WHAT TO PRODUCE: Repeat precisely the span of lines below that opens with the line containing "brown garage door, placing a dot on each." and closes with the line containing "house, placing a dot on each.", both included.
---------------
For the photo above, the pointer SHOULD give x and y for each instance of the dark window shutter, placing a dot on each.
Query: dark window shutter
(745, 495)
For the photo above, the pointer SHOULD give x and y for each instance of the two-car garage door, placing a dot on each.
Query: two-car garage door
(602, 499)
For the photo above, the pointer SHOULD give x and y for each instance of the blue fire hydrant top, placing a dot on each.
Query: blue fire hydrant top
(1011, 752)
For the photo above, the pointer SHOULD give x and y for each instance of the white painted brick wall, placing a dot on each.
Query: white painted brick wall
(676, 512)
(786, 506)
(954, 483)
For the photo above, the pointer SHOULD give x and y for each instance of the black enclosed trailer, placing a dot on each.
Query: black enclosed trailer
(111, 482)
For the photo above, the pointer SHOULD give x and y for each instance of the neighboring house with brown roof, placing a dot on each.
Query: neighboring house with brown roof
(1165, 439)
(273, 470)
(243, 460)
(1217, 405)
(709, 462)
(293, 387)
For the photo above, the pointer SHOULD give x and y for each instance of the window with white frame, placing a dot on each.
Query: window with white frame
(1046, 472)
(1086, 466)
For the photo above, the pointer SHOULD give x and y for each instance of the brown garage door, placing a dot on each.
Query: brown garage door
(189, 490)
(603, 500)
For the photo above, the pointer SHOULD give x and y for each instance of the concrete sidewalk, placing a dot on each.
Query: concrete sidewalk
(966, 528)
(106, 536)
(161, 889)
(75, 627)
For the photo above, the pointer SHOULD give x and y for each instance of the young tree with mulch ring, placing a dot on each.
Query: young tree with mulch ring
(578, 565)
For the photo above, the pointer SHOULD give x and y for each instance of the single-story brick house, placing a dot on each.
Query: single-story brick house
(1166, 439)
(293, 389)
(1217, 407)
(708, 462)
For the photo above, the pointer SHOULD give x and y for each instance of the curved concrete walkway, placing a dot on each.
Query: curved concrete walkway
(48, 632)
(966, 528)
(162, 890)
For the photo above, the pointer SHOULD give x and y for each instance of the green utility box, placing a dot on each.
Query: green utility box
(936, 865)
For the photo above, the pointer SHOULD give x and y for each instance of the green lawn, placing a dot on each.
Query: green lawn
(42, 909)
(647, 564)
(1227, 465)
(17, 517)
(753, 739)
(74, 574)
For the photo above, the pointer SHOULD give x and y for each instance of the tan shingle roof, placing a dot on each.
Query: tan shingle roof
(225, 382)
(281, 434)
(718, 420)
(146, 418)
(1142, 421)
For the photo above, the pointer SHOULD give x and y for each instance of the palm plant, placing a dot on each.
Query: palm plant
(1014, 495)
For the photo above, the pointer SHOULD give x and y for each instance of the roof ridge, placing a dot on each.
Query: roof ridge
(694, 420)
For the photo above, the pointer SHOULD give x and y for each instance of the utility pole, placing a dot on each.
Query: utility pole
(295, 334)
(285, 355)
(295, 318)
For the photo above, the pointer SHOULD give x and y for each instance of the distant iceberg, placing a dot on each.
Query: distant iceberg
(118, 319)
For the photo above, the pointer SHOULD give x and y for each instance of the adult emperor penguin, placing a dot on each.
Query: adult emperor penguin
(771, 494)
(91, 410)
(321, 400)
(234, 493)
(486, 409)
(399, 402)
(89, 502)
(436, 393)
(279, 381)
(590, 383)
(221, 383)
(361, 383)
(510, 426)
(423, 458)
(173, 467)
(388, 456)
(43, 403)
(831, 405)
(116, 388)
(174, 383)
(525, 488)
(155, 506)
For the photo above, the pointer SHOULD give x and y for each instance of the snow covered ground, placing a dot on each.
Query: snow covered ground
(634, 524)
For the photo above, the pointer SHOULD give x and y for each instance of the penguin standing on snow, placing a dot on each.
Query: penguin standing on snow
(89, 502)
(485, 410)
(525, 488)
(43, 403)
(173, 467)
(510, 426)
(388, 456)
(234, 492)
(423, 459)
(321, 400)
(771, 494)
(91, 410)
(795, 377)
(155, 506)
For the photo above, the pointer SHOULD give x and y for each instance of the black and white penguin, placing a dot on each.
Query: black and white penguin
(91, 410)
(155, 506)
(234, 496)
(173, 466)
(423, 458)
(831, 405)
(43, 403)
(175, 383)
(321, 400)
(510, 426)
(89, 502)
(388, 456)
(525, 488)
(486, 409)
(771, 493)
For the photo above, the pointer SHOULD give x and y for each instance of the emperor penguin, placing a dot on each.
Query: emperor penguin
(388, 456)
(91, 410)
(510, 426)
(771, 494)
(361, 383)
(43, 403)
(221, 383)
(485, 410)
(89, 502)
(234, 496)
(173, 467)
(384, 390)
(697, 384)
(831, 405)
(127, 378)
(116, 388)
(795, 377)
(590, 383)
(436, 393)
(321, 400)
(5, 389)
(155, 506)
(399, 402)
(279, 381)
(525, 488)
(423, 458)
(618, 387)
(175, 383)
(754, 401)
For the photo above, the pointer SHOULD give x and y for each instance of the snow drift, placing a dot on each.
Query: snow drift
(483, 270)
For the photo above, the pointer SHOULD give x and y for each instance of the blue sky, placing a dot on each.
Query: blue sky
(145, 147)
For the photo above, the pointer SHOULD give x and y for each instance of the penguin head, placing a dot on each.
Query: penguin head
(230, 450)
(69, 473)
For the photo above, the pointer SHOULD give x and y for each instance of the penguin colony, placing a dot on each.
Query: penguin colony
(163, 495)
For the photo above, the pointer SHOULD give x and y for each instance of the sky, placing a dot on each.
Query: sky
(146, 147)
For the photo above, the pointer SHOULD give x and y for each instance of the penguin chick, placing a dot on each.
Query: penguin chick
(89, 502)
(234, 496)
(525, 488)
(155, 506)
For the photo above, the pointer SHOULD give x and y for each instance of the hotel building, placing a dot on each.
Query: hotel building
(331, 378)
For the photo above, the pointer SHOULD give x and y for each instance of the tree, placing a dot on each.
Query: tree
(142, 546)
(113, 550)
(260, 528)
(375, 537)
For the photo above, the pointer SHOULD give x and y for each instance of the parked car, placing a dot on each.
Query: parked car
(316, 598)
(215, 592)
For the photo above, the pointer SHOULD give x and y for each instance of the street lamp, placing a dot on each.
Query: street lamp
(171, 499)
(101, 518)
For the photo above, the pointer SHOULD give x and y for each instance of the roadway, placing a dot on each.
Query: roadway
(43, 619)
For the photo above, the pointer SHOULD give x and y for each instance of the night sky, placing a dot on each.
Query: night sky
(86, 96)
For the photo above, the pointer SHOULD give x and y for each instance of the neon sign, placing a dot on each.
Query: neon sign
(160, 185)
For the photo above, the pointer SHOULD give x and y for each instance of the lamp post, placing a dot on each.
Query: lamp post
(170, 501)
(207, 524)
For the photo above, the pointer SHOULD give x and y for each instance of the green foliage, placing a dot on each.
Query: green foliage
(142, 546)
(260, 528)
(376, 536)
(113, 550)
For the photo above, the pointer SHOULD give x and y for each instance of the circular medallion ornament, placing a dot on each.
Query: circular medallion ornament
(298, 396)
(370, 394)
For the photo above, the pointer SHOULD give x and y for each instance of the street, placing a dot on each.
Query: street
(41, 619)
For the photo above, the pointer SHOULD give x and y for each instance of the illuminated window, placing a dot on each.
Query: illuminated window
---------------
EXERCISE RESPONSE:
For the photo above, the pointer SHOULD give x and y for each instance of the brown garage door, placing a dot on each.
Query: brown garage door
(189, 490)
(603, 500)
For the photo above, the pointer SHOULD give x and y for each instance of the concrete sidewalk, placing a dot on each.
Query: concrete sidewalk
(966, 528)
(106, 536)
(161, 889)
(75, 627)
For the photo above, the pointer SHOULD give x and y for each instance of the young tree with mulch ring, placing a dot on each.
Query: young tree with mulch ring
(578, 565)
For the photo above, the pointer SHOULD give x and y for each instance of the single-story brick house, placing a dot on each.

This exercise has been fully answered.